**Instructions to follow:**
Could you copy word for word the part of the items that opens with the line containing "above contains person's" and closes with the line containing "165, 319, 183, 365", keeping both of those lines?

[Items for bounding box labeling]
______________________________
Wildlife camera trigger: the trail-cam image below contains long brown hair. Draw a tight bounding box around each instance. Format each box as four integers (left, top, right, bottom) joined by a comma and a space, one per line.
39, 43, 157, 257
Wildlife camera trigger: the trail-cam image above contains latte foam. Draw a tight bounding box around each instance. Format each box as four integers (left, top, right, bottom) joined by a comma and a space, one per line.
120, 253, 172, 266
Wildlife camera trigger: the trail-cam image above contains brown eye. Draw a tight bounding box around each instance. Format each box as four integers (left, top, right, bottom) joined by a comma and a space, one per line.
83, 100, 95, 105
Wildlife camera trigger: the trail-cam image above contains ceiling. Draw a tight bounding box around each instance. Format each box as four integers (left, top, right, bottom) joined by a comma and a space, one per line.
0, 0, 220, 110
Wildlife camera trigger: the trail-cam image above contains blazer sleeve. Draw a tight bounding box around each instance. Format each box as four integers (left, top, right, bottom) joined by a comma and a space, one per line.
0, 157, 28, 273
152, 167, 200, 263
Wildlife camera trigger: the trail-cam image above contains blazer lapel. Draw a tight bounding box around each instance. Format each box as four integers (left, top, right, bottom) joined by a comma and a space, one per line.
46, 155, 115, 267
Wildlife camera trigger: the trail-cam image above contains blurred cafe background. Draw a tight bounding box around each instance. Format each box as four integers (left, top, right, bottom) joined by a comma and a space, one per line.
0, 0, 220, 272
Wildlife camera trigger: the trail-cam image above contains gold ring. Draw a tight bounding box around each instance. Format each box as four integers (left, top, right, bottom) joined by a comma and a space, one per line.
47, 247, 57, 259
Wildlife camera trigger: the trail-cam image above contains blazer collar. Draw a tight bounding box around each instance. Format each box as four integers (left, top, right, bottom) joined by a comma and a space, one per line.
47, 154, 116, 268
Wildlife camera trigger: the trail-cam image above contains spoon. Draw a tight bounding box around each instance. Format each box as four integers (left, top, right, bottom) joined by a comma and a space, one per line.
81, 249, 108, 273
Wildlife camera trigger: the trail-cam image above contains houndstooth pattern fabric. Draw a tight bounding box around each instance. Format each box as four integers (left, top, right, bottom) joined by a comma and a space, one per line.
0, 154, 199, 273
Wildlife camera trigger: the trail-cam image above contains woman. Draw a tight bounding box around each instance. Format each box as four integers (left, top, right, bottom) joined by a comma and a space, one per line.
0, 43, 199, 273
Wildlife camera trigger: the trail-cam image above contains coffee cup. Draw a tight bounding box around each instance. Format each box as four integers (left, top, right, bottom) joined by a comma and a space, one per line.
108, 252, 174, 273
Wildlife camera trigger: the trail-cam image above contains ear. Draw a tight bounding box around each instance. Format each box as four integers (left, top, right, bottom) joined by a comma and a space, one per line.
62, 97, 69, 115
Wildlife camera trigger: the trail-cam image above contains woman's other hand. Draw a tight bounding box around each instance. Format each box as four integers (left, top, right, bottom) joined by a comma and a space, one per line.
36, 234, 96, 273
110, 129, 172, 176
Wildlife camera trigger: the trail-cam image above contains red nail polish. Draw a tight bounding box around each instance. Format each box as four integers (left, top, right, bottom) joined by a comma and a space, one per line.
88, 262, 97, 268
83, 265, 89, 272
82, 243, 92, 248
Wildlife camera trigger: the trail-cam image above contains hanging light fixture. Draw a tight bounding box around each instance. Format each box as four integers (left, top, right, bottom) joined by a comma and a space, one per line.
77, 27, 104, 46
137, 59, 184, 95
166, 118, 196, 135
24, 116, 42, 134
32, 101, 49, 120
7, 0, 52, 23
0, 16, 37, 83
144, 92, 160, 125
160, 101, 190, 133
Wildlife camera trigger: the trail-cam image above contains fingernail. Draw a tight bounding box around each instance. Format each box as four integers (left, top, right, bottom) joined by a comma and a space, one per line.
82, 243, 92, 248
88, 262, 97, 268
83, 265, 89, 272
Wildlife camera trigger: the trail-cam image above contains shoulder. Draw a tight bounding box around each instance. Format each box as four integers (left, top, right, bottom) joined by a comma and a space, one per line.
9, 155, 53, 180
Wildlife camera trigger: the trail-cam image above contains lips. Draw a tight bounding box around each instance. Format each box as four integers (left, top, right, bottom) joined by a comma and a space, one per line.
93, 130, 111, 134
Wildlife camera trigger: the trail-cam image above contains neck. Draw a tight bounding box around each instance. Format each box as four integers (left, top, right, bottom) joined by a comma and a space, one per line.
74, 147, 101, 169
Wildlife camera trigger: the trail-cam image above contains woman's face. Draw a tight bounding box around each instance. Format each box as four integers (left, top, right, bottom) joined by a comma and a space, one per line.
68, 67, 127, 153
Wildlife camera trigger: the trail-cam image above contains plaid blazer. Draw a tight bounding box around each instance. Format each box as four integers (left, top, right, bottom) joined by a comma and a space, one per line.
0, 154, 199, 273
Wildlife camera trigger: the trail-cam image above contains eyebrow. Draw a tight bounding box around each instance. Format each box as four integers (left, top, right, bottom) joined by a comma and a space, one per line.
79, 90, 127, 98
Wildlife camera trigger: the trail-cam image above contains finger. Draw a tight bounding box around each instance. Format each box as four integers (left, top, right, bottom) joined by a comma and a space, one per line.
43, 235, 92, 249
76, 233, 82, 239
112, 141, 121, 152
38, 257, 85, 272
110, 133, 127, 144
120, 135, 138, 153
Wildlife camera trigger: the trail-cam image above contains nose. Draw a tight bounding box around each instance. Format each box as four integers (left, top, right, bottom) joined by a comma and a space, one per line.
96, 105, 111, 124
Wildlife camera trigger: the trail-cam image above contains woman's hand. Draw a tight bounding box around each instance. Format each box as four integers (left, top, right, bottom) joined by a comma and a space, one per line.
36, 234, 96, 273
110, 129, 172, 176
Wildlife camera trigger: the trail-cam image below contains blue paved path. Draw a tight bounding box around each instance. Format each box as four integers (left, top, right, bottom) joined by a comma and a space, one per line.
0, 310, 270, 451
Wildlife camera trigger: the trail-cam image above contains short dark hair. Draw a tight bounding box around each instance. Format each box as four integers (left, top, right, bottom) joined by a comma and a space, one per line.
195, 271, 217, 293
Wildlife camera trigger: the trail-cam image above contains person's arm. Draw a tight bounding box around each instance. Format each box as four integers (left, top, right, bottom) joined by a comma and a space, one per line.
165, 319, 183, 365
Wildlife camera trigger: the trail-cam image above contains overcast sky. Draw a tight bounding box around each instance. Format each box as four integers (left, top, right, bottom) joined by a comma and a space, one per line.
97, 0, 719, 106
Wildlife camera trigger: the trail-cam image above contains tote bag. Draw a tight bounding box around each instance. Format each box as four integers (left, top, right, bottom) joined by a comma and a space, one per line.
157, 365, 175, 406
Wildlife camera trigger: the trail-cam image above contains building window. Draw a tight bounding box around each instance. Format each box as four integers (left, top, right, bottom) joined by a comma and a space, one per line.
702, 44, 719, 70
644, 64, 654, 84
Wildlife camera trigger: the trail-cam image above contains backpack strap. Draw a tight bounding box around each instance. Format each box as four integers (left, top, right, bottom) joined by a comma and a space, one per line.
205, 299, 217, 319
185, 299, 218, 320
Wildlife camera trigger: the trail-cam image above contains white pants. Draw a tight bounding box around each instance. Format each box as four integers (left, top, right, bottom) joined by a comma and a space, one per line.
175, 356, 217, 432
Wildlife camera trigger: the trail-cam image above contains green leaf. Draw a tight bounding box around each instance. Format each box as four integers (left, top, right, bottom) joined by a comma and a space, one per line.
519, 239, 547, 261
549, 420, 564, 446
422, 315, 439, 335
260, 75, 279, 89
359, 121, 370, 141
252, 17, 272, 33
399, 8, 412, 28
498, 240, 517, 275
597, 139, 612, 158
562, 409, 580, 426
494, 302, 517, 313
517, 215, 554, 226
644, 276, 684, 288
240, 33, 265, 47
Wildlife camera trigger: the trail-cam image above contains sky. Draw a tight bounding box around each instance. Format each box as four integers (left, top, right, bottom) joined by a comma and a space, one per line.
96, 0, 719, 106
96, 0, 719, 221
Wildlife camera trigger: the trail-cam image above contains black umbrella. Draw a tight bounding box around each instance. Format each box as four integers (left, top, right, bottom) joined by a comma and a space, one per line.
______________________________
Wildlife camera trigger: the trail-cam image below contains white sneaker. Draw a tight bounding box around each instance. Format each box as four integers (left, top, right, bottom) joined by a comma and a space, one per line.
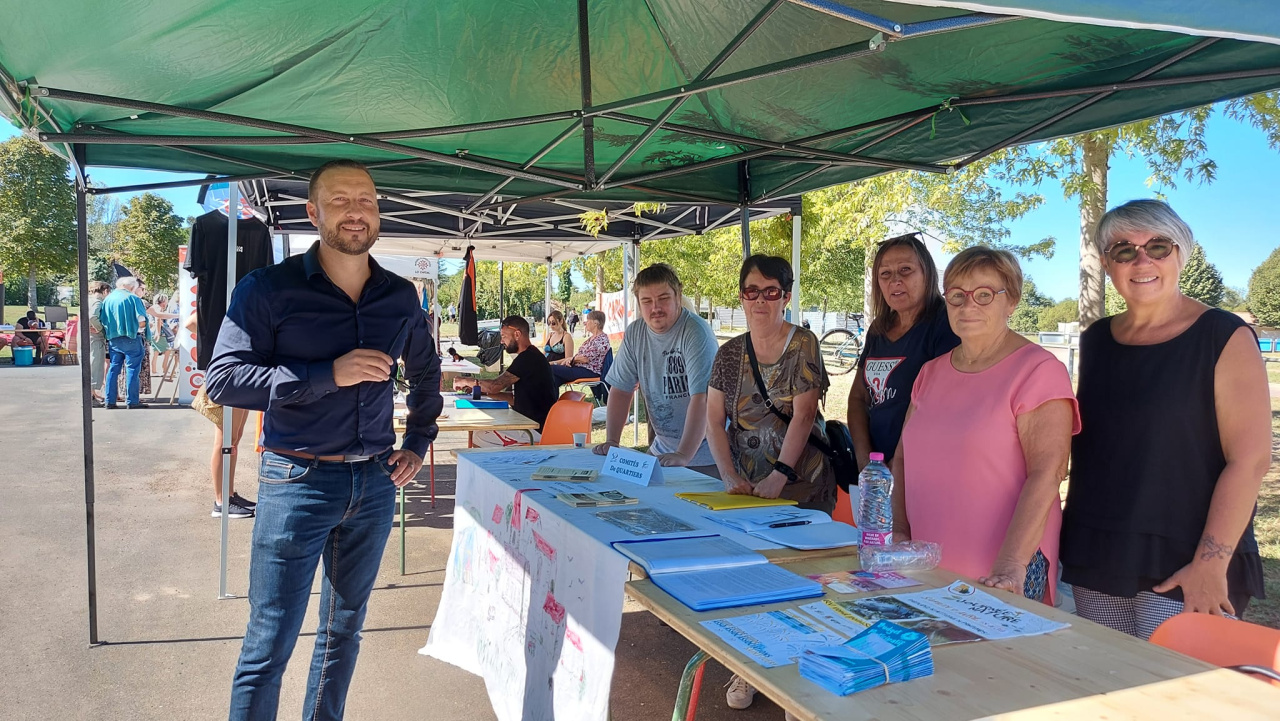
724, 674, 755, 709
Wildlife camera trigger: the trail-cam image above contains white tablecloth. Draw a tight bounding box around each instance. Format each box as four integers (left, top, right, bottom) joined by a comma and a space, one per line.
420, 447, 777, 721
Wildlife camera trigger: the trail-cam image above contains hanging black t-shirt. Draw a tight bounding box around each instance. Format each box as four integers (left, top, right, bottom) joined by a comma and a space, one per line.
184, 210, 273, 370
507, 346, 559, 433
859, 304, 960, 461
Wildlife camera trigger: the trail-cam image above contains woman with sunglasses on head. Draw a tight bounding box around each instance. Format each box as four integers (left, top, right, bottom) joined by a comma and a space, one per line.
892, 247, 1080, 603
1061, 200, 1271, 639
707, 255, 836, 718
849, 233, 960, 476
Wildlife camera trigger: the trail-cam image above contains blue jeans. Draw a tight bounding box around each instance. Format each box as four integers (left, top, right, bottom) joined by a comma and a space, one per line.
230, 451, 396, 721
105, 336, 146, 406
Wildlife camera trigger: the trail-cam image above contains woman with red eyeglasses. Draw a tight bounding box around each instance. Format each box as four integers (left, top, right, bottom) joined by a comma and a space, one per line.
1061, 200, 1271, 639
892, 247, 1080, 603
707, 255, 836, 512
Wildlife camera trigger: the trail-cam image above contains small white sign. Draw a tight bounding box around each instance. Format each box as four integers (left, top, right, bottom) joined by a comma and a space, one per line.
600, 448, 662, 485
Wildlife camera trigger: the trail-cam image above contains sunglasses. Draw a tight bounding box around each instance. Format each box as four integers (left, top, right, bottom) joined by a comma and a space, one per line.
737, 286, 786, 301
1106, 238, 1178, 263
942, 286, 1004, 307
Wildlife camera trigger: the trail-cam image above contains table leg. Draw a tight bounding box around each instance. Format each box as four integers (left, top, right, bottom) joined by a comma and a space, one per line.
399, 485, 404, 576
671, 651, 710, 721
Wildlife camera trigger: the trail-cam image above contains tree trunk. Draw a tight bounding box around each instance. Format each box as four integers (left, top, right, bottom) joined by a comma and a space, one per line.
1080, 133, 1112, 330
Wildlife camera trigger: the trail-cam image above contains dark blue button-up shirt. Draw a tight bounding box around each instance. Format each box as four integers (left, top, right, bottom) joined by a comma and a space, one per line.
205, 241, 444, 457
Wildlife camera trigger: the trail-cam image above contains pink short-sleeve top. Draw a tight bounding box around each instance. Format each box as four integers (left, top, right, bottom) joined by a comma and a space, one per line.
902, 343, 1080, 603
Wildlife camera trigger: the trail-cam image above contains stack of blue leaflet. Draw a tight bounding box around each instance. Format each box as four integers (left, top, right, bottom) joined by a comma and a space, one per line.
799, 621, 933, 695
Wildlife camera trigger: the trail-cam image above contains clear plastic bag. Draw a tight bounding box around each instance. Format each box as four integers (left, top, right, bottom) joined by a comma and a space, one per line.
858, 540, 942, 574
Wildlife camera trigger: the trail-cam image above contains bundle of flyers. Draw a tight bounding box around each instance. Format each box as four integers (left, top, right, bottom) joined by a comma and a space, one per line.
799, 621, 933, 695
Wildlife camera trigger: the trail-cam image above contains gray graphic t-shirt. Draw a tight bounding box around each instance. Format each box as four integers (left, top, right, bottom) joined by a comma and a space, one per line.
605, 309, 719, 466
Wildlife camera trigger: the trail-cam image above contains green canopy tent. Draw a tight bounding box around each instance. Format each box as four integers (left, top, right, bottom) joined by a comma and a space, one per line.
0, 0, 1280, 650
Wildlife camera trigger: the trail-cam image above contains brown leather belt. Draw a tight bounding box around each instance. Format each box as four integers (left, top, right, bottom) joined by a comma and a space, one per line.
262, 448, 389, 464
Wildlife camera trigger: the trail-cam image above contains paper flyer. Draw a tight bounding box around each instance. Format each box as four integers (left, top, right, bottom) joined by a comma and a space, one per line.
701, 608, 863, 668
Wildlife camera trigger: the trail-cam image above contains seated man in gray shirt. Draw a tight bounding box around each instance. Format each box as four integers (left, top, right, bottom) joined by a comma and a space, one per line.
______________________________
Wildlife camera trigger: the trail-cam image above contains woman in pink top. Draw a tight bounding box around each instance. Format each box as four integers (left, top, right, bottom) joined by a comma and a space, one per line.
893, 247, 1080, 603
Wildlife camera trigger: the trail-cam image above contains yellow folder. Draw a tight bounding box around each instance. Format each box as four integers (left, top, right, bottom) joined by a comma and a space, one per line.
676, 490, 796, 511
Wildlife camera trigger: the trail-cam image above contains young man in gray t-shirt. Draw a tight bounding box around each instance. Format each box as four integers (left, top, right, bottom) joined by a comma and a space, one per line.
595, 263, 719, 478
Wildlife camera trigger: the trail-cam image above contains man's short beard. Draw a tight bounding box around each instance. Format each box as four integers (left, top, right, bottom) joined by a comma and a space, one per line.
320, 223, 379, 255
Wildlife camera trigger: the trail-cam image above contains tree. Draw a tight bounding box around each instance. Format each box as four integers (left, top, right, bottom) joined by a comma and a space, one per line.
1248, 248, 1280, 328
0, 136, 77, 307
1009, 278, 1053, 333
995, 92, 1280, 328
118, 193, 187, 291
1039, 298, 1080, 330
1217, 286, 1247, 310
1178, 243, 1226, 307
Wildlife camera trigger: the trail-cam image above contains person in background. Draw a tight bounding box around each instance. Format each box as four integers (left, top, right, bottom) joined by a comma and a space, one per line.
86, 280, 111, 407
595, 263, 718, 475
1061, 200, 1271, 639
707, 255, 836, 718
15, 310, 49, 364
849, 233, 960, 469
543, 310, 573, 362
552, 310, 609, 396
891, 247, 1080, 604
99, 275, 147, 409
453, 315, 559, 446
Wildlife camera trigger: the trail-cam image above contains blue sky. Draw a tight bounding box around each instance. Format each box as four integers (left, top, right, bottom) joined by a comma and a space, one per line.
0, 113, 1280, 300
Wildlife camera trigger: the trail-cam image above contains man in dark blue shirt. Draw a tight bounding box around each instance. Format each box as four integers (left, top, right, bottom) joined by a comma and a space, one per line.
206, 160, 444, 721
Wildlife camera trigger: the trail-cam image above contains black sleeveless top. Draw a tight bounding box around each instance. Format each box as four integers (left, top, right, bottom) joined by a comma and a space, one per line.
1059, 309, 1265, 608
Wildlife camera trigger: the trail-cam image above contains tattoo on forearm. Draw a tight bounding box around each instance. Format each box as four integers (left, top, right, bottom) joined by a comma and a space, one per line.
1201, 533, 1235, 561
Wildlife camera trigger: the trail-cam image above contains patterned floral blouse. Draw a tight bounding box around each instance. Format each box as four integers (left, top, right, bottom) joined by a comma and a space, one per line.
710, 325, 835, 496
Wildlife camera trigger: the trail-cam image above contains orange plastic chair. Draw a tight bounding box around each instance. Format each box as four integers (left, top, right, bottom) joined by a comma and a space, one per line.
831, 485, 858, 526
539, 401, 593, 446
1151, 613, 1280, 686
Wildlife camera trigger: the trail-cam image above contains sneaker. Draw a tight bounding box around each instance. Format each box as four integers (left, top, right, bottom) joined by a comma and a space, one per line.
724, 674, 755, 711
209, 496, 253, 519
______________________________
**Exercise result:**
Wildlife camera trigger: the trail-cam image above contains person's arm. Draw a tight bounding box around each instance. Format each box as four integers (left, top, right, bottom) joined by a comma and a space, one per line.
165, 319, 183, 365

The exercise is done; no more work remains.